Extracted material:
※

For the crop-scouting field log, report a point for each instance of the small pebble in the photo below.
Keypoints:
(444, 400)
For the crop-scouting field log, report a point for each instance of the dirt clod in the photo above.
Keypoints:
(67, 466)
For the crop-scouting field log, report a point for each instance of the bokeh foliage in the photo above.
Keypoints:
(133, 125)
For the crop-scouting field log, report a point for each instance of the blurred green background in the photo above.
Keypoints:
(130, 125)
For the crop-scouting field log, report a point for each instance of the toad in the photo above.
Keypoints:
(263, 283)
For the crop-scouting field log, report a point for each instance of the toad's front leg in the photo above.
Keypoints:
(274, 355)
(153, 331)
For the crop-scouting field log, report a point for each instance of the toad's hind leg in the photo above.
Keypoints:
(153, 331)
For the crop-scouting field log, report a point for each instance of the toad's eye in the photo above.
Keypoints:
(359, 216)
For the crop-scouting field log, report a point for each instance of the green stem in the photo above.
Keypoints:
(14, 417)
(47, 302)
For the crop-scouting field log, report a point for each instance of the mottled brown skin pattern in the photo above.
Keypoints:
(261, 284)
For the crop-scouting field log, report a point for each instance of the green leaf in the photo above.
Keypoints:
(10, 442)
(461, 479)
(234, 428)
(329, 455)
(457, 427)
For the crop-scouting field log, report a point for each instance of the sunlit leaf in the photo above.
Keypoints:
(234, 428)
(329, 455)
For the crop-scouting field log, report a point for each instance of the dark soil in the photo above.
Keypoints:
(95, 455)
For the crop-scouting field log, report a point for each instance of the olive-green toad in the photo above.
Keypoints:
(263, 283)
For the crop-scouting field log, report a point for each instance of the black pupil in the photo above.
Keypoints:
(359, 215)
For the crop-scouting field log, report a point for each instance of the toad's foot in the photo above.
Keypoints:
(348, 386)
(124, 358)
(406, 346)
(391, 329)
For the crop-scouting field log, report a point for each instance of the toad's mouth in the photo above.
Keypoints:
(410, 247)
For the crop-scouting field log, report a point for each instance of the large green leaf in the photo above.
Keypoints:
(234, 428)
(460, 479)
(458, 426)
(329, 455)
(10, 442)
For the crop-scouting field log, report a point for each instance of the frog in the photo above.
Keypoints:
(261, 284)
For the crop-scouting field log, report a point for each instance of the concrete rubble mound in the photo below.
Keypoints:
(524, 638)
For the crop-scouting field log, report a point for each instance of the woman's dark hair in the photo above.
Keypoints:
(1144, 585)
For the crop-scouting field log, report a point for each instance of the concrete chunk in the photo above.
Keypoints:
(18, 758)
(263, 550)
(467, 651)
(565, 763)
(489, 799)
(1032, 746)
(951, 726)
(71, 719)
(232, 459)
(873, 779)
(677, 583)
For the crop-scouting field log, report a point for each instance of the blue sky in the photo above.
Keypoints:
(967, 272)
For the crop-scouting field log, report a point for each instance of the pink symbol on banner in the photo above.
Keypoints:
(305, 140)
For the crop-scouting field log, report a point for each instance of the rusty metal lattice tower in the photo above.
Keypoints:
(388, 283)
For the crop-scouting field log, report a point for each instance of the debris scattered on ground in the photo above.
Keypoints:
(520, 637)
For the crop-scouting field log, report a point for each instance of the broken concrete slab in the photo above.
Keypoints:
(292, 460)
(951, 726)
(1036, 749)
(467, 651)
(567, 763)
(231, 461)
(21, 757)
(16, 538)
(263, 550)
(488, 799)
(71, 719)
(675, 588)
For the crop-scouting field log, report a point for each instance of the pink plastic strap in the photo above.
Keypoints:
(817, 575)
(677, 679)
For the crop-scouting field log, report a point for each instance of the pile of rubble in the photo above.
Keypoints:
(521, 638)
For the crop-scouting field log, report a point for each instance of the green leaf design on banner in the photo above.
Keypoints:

※

Requirements: Every line above needs to be retyped exactly.

Expected answer:
For the crop-scouting field log, report a point for each instance of the small pebble in the photo below.
Keypoints:
(444, 400)
For the crop-scouting field log, report a point for each instance of the dirt clod in the photo above.
Keypoints:
(67, 466)
For the crop-scouting field log, report a point for each instance of the bokeh foliage in the photo above.
Keypoints:
(133, 125)
For the crop-scouting field log, report a point for each instance of the blurred green background in the photo above.
Keypoints:
(130, 125)
For the crop-scouting field log, report a point for each instance of the toad in the photo above.
Keypoints:
(263, 283)
For the crop-scouting field log, report a point for each instance of the toad's front leg in the photo above.
Keypoints:
(274, 355)
(153, 331)
For the crop-scouting field log, report a point for each instance of the toad's hind leg in the photo above.
Keypoints:
(153, 331)
For the crop-scouting field log, report a point for each instance of the toad's eye in the photo above.
Keypoints:
(359, 216)
For the crop-scouting field log, report a point for each instance of the green stem in the photo above.
Keypoints:
(14, 417)
(47, 302)
For the crop-scouting field log, report a point for each instance of the mottled brown skin pattern in the photo above.
Keypoints:
(261, 284)
For the crop-scouting field log, report a point for each instance of the green leaf in the photo above.
Keypoints:
(10, 442)
(461, 479)
(234, 428)
(329, 455)
(457, 427)
For the crop-scouting field log, report a point for each instance of the sunlit leaf in the photo above.
Keypoints:
(234, 428)
(329, 455)
For the crop-scouting field log, report a point for each instance of the dark soil in the photo above.
Keypoints:
(95, 455)
For the crop-scouting field log, report a point for each instance of the olive-green toad in the photo above.
Keypoints:
(263, 283)
For the crop-scouting field log, report a point for each instance of the black pupil in the photo above.
Keypoints:
(359, 215)
For the crop-scouting field log, report a point for each instance of the toad's foot in the photo above.
Keypoints:
(348, 386)
(124, 358)
(406, 346)
(391, 329)
For the crop-scouting field log, report a point for each instance of the toad's mouth in the photo above.
Keypoints:
(410, 247)
For the crop-scouting field log, report a point for each instance of the large green leaf in the photo above.
Keypoints:
(234, 428)
(460, 479)
(458, 426)
(329, 455)
(10, 442)
For the crop-scouting field log, report a point for each instance of the frog in the photo above.
Keypoints:
(261, 284)
For the crop-scouting field log, report a point for each instance of the concrete rubble mound in the photo below.
Keypoints:
(524, 638)
For the crop-scouting field log, report a point for each instance of the woman's dark hair in the photo above.
Keypoints:
(1144, 585)
For the crop-scouting field log, report a point for each instance of the concrete chunk in the photo above.
Keypoints:
(18, 758)
(263, 550)
(467, 651)
(565, 763)
(489, 799)
(1032, 746)
(951, 726)
(71, 719)
(232, 459)
(873, 779)
(677, 583)
For the crop-scouting field log, report a point for each instance of the blue sky in the photo above.
Keypoints:
(967, 272)
For the crop-scouting field log, report a point for each instance of the pink symbol on banner in the photo above.
Keypoints:
(305, 140)
For the crop-scouting field log, report a point for each instance of the rusty metal lattice tower in the photo above.
Keypoints:
(388, 283)
For the crop-scouting field log, report a point for each instance of the debris scattered on ground in the photo above.
Keypoints:
(520, 637)
For the crop-scouting field log, report a point for each instance of the broken concrete slab in the photo above.
Keypoints:
(292, 460)
(951, 726)
(1036, 749)
(467, 651)
(567, 763)
(231, 461)
(21, 757)
(16, 538)
(263, 550)
(488, 799)
(71, 719)
(675, 588)
For the crop-scouting field log, report a point for each instance of the pink plastic strap in the photo above.
Keypoints:
(817, 575)
(677, 679)
For the crop-scouting field log, report a point for each instance of the pile of rubble in the photo above.
Keypoints:
(521, 638)
For the crop-scouting field log, report a point for each instance of the green leaf design on banner in the photo above.
Keypoints:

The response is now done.